→ PROBLEM REQUIREMENTS
Transcribe all of the records below word for word, leaving out the pictures.

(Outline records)
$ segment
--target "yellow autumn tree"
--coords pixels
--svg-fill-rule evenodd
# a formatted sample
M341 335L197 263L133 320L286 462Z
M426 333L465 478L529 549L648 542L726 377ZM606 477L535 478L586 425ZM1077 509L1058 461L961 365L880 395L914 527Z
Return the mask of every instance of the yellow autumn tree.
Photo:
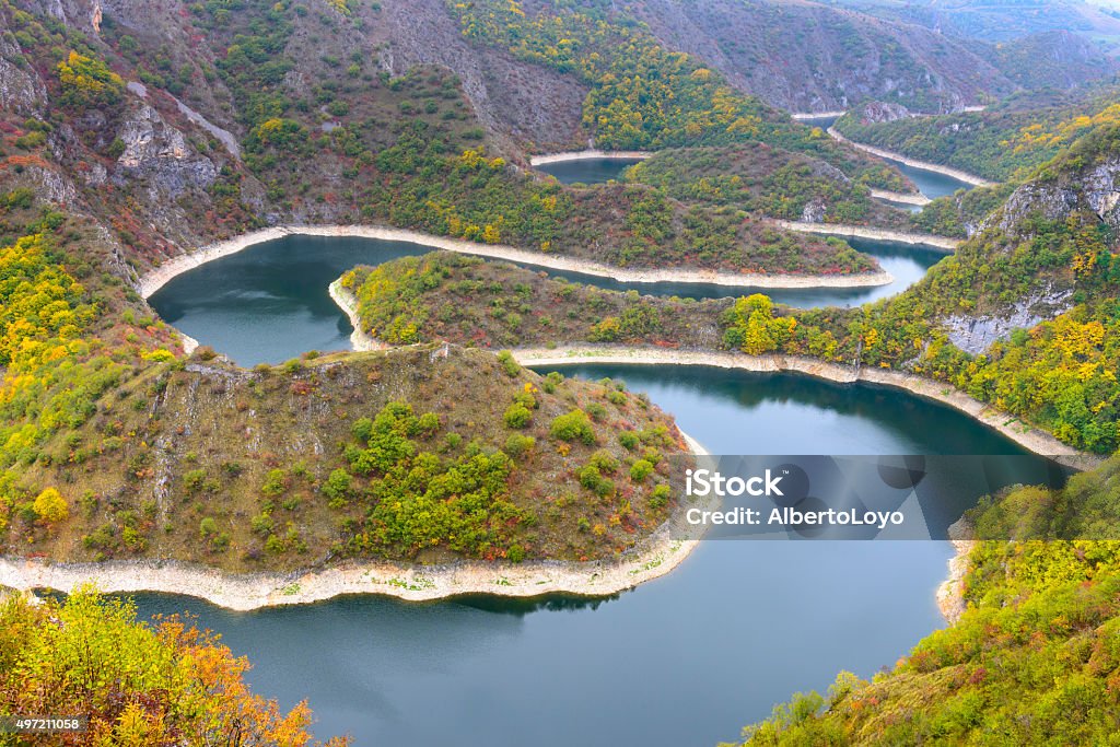
M63 494L53 487L39 493L32 506L39 519L48 524L57 524L69 519L69 504L66 503Z

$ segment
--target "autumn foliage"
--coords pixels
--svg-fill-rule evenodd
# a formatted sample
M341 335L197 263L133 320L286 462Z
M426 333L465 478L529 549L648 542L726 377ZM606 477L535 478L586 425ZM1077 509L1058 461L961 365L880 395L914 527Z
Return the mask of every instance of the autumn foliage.
M82 590L65 601L0 601L0 712L87 716L88 730L65 744L316 744L306 702L283 713L253 694L248 660L177 617L149 625L132 604Z

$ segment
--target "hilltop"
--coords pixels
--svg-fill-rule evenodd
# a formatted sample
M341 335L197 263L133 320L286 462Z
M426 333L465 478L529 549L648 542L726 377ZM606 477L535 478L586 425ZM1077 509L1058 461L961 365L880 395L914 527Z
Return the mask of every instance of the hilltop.
M438 255L358 270L344 284L364 329L390 343L407 319L418 339L541 345L556 336L813 356L944 381L1072 446L1111 454L1120 446L1118 132L1099 127L1018 187L988 192L998 206L952 255L862 308L637 298ZM522 292L489 301L487 287Z

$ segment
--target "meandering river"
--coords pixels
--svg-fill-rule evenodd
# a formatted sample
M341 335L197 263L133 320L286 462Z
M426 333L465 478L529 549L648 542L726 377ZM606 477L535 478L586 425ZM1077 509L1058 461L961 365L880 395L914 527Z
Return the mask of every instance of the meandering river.
M878 258L894 276L888 286L762 290L774 300L802 307L847 306L899 292L944 256L935 250L851 240L852 246ZM281 363L306 351L348 349L352 327L327 292L327 286L355 264L381 264L424 254L431 248L375 239L286 236L184 273L150 299L169 324L241 365ZM696 283L628 286L576 273L552 274L603 288L643 293L710 298L739 296L752 289Z
M601 184L622 180L623 171L640 162L641 158L581 158L578 161L541 164L538 171L551 174L560 184Z
M871 386L708 368L584 366L623 379L724 454L1019 454L946 408ZM345 598L190 610L357 745L712 747L840 670L869 676L940 627L942 542L704 543L670 576L601 603Z
M581 180L586 180L585 179ZM897 281L771 292L800 306L897 292L941 254L853 242ZM326 292L358 263L417 244L290 236L192 270L151 298L243 365L347 347ZM600 279L604 287L625 288ZM642 286L643 292L743 289ZM904 392L715 368L572 366L645 391L716 454L1023 454L965 415ZM959 496L958 496L959 497ZM871 675L942 625L943 542L708 542L670 576L599 601L344 598L230 613L140 595L142 615L189 611L254 664L254 688L309 699L326 737L356 745L710 747L837 672Z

→ FINAL RESULT
$ segment
--target "yellow autumn tree"
--coords pixels
--svg-fill-rule evenodd
# a formatted sample
M341 335L197 263L133 320L286 462Z
M426 333L465 478L529 549L648 542L726 377ZM606 477L535 478L586 425ZM1077 509L1058 461L961 365L880 395L914 527Z
Return the mask of every instance of the yellow autumn tree.
Photo:
M63 494L53 487L39 493L32 506L39 519L48 524L57 524L69 519L69 504L66 503Z

$ segment
--target "autumn foliage"
--coords pixels
--svg-fill-rule evenodd
# a formatted sample
M341 335L197 263L133 320L286 462Z
M426 333L465 478L529 549L648 542L726 377ZM606 477L535 478L586 425ZM1077 509L1058 461L961 365L880 395L914 527Z
Return the mask of every instance of the autumn foliage.
M82 590L65 601L0 601L0 712L87 716L88 730L65 744L316 744L306 702L283 713L253 694L248 660L177 617L149 625L132 604Z

$ segment
--target "hilltop"
--coords pixels
--svg-fill-rule evenodd
# a formatted sample
M341 335L197 263L133 320L286 462Z
M426 333L465 478L529 549L648 542L726 377ZM606 477L535 478L586 425ZM1077 509L1058 461L961 365L880 395L914 527Z
Return the mask of every instance of the hilltop.
M438 255L358 270L344 284L364 329L390 343L407 319L418 339L541 345L556 336L813 356L944 381L1072 446L1111 454L1120 446L1118 132L1099 127L1018 187L988 192L998 206L952 255L862 308L637 298ZM522 292L489 301L487 287Z

$ segment
--target "meandering river"
--coords pixels
--svg-fill-rule evenodd
# a formatted sample
M341 335L197 263L133 320L286 462Z
M426 333L465 478L529 549L648 542L726 377ZM606 477L535 478L586 425ZM1077 509L1058 461L961 365L880 395L914 527Z
Return the mask of every instance of the meandering river.
M878 258L894 276L888 286L762 290L774 300L802 307L847 306L899 292L944 256L935 250L851 240L852 246ZM281 363L306 351L348 349L352 327L327 292L327 286L355 264L381 264L424 254L431 248L375 239L286 236L184 273L150 299L169 324L241 365ZM696 283L628 286L576 273L552 274L603 288L643 293L710 298L739 296L752 289Z
M601 184L622 180L623 171L640 162L641 158L581 158L578 161L541 164L538 171L551 174L560 184Z
M871 386L708 368L584 366L623 379L724 454L1019 454L946 408ZM345 598L190 610L357 745L712 747L840 670L869 676L940 627L942 542L704 543L670 576L601 603Z
M581 180L586 180L585 179ZM897 281L771 292L800 306L897 292L941 254L853 242ZM326 292L358 263L417 244L290 236L192 270L151 298L243 365L347 347ZM600 279L604 287L625 288ZM642 286L643 292L743 289ZM904 392L715 368L572 366L645 391L716 454L1023 454L965 415ZM959 496L958 496L959 497ZM871 675L942 625L943 542L708 542L670 576L599 601L344 598L230 613L140 595L142 615L189 611L254 664L254 688L309 699L326 737L356 745L710 747L837 672Z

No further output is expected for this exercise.